Tuesday, March 25, 2014

Sid Scott of Hill International Expresses Optimism for U.S. P3 Market

Here is Sid Scott's presentation to Division 4, on Tuesday, March 25, 2013.   Sid Scott is a Senior Vice President in the Construction Claims Group of Hill International. He is based in Philadelphia.  He has more than 25 years of experience in engineering and construction with a strong focus in transportation.  He is a nationally-recognized expert in procurement and contracting methods for the construction industry, particularly in the areas of specifications for highway construction, design-build and innovative contracting. Scott has also researched and developed best practices for the planning, management, and administration for some of the nation's largest transportation projects. 

He noted that there are currently 11 states in the U.S. with Public Private Partnership projects in development.  He reported that based on current trends and deal flows, the U.S. may become the larges market in the world for P3 over the next ten years.  




Friday, March 14, 2014

Congressional Budget Office Publishes Testimony Regarding Economics of Transportation P3s

On March 5, Joseph Kile, Assistant Director for Microeconomic Studies for the Congressional Budget Office (CBO), testified before the U.S. House of Representatives Panel on Public-Private Partnerships (part of the Committee on Transportation and Infrastructure).  A copy of the testimony can be found here.  The main topics of the testimony were (1) private financing of P3 projects and (2) private provision of design, operation, and maintenance for P3 projects. I include an overview of the testimony and key takeaways below.

The CBO testimony adds to a prior report from the CBO in January 2012 called "Using Public-Private Partnerships to Carry Out Highway Projects."  CBO notes that vehicle miles traveled in the United States continues to rise and outpace the addition of miles of public roads.  Among the 4 million miles of public roads in the United States, federal, state, and local government expenditures totaled $155 billion in 2012 for building, operation, and maintenance.  CBO points out that the vast majority of these expenditures are performed using a traditional public procurement model of design-bid-build.  While public-private partnerships (or P3) are becoming a popular topic of discussion in the construction industry and appear to be growing in terms of actual use for procuring transportation projects, CBO states that a mere 1.5% of all projects from 1989 to 2013 exceeding $50 million were P3--across just 29 projects (not including 69 design-build projects).

Regardless of the limited history to analyze, the CBO testimony suggests P3 presents significant opportunities for transportation projects.  The benefits, risks, and structures of P3 have shifted in recent years, with the CBO testimony highlighting the following points:

  • The overall cost of privately financing a highway project is roughly equal to the cost of financing using traditional public mechanisms (e.g., bonds, revenues, grants)

══════════

Explore the material =>
A - In the P3 blog posts, begin at the words "He noted that" and stop after "key takeaways below.". Can you write out that part again, substituting "House" for "U.S. House of Representatives"?
B - Using the P3 blog posts, answer each question:
(i) In what city is Sid Scott based?
(ii) How many U.S. states currently have Public Private Partnership projects in development?
(iii) What did federal, state, and local government expenditures on public roads total in 2012?
C - Can you extend the P3 blog posts, starting right after the last sentence shown?
The entries that come next have no connection to the P3 blog posts.

Extracted records =>
══════════

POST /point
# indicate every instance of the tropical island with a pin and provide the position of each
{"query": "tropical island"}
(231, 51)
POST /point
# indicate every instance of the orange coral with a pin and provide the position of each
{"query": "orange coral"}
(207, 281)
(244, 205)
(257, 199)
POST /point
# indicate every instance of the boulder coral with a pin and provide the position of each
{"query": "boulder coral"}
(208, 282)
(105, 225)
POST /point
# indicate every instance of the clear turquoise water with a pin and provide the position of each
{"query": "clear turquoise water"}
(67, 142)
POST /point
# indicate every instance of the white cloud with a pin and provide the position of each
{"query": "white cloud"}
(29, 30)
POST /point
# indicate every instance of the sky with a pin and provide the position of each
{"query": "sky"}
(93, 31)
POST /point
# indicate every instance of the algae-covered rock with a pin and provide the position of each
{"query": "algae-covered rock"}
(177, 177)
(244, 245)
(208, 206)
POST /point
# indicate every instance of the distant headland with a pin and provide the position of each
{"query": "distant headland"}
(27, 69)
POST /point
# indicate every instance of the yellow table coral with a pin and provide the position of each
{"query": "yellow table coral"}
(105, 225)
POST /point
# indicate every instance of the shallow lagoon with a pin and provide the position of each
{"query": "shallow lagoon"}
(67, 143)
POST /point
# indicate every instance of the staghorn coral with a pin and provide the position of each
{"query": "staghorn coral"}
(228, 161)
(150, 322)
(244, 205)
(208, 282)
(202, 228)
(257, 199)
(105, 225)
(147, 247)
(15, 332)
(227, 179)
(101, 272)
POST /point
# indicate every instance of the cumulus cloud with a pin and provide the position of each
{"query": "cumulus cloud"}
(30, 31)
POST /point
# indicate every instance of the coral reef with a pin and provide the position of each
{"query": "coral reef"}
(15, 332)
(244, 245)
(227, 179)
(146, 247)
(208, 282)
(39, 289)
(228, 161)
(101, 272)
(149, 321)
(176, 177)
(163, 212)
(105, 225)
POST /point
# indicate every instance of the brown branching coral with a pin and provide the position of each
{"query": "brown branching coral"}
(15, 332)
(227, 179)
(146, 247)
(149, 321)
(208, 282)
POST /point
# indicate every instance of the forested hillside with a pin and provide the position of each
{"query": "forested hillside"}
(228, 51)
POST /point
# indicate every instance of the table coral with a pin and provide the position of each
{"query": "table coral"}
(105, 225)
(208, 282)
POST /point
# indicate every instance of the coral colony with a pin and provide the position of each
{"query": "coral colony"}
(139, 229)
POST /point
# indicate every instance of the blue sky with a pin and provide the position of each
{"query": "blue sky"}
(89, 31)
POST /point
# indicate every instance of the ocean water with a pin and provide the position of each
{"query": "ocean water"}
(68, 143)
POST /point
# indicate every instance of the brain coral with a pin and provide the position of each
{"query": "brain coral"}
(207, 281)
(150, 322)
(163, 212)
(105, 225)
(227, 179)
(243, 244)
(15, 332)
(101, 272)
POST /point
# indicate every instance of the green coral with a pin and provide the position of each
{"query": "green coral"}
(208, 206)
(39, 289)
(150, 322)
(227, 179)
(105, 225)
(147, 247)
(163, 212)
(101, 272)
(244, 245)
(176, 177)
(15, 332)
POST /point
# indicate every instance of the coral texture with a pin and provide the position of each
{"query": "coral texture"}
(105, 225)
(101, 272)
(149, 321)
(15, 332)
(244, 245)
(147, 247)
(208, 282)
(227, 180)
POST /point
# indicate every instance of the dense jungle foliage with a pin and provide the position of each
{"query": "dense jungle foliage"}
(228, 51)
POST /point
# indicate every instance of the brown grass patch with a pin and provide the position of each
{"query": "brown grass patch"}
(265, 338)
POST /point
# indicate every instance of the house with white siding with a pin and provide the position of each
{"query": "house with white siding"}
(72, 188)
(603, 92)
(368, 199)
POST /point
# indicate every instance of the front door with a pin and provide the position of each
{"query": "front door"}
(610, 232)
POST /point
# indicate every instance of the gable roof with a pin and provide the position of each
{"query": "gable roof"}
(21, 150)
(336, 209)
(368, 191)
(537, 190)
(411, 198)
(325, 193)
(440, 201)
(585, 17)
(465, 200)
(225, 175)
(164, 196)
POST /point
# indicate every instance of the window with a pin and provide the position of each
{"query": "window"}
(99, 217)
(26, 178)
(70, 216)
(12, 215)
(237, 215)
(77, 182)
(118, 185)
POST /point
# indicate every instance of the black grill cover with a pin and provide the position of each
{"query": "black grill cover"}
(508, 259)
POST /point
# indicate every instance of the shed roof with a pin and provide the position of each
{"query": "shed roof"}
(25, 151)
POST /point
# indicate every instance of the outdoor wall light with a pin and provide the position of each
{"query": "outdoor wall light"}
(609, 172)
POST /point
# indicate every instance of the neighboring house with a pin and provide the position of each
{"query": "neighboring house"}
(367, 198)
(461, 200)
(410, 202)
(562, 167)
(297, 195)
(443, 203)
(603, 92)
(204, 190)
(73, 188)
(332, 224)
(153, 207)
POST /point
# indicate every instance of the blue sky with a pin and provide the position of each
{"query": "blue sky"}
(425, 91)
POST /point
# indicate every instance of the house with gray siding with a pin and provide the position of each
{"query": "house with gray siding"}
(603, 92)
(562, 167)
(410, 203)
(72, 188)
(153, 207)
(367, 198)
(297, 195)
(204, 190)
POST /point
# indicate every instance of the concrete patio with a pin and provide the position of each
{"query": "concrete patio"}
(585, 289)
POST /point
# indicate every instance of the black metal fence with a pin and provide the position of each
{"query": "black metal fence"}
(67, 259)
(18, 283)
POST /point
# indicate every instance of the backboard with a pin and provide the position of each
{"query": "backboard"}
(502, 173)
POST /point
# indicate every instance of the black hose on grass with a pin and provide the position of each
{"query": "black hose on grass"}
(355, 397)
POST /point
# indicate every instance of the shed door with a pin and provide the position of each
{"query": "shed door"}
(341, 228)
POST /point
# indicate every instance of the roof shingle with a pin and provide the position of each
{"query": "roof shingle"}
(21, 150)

══════════

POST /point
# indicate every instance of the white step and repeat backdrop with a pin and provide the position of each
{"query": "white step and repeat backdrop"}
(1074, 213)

══════════

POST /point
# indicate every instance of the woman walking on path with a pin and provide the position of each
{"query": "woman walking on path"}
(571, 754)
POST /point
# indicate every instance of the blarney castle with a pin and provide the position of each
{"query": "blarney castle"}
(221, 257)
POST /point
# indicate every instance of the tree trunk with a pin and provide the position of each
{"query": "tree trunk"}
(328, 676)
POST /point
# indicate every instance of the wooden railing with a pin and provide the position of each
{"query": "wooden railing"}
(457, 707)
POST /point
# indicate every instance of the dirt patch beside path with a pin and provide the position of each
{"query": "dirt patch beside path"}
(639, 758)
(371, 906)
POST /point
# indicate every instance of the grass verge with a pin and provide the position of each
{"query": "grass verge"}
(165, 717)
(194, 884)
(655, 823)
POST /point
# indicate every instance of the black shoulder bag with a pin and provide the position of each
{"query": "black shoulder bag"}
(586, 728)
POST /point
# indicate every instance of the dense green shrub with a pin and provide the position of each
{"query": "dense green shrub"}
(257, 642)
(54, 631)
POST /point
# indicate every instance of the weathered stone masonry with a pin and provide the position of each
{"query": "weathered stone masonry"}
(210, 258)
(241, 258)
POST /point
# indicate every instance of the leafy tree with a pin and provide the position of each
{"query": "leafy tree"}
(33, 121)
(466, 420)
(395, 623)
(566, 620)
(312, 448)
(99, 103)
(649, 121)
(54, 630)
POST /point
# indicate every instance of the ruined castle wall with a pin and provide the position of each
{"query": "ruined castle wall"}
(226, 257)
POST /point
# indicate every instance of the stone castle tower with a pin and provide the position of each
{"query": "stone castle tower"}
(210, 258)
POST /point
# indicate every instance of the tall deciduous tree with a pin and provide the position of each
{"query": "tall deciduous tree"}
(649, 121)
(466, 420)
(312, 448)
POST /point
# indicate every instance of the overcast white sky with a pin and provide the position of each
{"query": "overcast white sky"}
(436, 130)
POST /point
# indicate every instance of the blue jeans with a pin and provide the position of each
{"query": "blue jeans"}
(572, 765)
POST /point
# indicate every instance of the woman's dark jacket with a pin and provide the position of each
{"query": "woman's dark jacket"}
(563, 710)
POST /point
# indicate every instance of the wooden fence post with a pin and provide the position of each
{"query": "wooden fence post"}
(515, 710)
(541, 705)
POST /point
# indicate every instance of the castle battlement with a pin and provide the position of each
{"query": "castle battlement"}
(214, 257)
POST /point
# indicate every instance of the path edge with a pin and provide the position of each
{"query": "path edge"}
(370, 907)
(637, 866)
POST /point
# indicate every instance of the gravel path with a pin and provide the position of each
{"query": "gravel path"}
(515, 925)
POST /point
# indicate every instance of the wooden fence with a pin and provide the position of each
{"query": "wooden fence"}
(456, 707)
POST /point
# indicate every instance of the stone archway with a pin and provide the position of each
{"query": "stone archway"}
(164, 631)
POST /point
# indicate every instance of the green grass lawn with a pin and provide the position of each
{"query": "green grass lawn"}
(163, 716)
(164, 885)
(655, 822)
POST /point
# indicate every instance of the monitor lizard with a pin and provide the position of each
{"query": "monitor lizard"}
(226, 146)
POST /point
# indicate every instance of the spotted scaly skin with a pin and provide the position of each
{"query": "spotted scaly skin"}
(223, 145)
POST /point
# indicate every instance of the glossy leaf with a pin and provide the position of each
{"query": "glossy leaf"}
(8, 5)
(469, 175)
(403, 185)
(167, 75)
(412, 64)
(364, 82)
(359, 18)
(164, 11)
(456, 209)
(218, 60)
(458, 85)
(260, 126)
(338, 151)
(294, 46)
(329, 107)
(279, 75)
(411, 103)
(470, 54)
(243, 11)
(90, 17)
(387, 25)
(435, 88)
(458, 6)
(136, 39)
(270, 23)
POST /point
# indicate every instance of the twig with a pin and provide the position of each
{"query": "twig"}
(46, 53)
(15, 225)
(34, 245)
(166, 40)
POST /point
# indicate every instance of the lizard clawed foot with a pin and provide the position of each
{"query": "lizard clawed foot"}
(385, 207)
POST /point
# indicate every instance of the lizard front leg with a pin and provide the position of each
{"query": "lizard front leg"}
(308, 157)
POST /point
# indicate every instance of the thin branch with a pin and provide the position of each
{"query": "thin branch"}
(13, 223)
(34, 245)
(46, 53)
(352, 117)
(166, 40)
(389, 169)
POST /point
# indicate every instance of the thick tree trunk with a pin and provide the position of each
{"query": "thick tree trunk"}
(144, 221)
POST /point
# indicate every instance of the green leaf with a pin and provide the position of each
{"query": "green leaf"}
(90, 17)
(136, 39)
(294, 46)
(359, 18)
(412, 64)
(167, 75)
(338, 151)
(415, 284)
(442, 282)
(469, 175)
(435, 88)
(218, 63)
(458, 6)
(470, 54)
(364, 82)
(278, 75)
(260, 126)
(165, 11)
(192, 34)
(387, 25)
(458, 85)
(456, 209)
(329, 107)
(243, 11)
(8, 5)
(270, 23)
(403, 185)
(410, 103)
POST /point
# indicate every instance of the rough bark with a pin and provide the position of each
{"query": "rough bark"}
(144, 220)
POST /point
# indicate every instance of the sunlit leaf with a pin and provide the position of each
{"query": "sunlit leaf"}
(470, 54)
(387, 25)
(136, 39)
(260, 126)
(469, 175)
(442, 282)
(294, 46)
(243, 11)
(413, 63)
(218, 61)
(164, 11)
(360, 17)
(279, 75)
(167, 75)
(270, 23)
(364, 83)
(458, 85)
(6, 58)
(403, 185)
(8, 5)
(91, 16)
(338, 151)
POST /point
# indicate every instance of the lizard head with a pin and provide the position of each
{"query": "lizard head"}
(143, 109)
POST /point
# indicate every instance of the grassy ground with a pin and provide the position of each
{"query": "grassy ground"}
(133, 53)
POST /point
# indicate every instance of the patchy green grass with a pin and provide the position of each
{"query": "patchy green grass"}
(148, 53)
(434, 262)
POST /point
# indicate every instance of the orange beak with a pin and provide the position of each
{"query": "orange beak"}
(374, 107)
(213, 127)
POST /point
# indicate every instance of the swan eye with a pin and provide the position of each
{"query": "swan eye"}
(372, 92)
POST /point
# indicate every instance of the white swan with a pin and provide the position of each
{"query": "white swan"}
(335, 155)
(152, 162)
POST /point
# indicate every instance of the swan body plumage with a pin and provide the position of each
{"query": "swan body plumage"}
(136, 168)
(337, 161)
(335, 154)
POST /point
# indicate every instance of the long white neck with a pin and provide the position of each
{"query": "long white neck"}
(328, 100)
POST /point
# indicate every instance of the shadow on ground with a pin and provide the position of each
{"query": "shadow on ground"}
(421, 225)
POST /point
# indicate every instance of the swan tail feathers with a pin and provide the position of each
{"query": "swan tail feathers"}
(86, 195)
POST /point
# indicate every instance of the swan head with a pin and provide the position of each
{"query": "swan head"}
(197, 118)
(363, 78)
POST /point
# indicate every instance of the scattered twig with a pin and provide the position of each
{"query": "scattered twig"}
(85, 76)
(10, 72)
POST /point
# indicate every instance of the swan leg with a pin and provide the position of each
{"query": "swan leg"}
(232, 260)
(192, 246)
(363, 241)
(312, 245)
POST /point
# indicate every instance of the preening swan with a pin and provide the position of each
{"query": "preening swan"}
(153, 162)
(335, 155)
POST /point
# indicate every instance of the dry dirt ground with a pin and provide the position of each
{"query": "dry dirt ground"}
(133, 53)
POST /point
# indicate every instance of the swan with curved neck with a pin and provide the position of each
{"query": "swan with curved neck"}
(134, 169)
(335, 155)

══════════

Results by task =>
A -
He noted that there are currently 11 states in the U.S. with Public Private Partnership projects in development.  He reported that based on current trends and deal flows, the U.S. may become the larges market in the world for P3 over the next ten years.  




Friday, March 14, 2014

Congressional Budget Office Publishes Testimony Regarding Economics of Transportation P3s

On March 5, Joseph Kile, Assistant Director for Microeconomic Studies for the Congressional Budget Office (CBO), testified before the House Panel on Public-Private Partnerships (part of the Committee on Transportation and Infrastructure).  A copy of the testimony can be found here.  The main topics of the testimony were (1) private financing of P3 projects and (2) private provision of design, operation, and maintenance for P3 projects. I include an overview of the testimony and key takeaways below.

B -
(i) Philadelphia
(ii) 11
(iii) $155 billion

C -
  • The availability of incentives (such as having private entities hold equity in the project or contracting for payments or penalties based on contingent milestones) may encourage reduction of project costs and/or schedule
  • Current P3 transportation projects are relying less on toll revenue to repay project debt (based on several early failures such as the South Bay Expressway in San Diego) and more on compensation during the concession period from state general revenue
  • Recent P3 projects have less private partner debt service and more state or local financing utilizing the TIFIA program and municipal tax-exempt private activity bonds
  • Compared to traditional design-bid-build, P3 transportation projects have delivered new assets with a "slightly" reduced time for design and construction and a "small amount" of cost savings
  • A concession contract that consolidates design, construction, operations, and maintenance may better align contractor incentives with long-term project goals
  • Loss of public control over a P3 project can raise overall public costs--most notably, private authority to set tolls and projected costs to renegotiate contract terms in the future
The biggest takeaway from the CBO testimony is that the current slate of P3 projects (both completed and ongoing) simply provide too small of a sample size to adequately conclude the cost and time benefits of P3 procurement models for highway projects.  Even so, where state and local governments have chosen to restrict transportation spending based on legal or budgetary constraints, the private financing options of P3 provide additional funding availability.  This reality suggests continued exploration of P3 for U.S. transportation projects.

Wednesday, March 12, 2014

Unknown Unknowns

Harvey Bernstein and Donna Laquidara-Carr of McGraw Hill Construction write about the growth of Lean, and lack thereof, in the February 17 issue of ENR.

A striking statistic:  "two-thirds (62%) of the fims using lean construction, or at least one of the lean practices measured in the survey, recognize that current, standard construction processes are inefficient.  In contrast, only 14% of the firms not practicing lean regard current construction processes to be inefficient."

Unkonwn unknowns, as Rumsfeld would say.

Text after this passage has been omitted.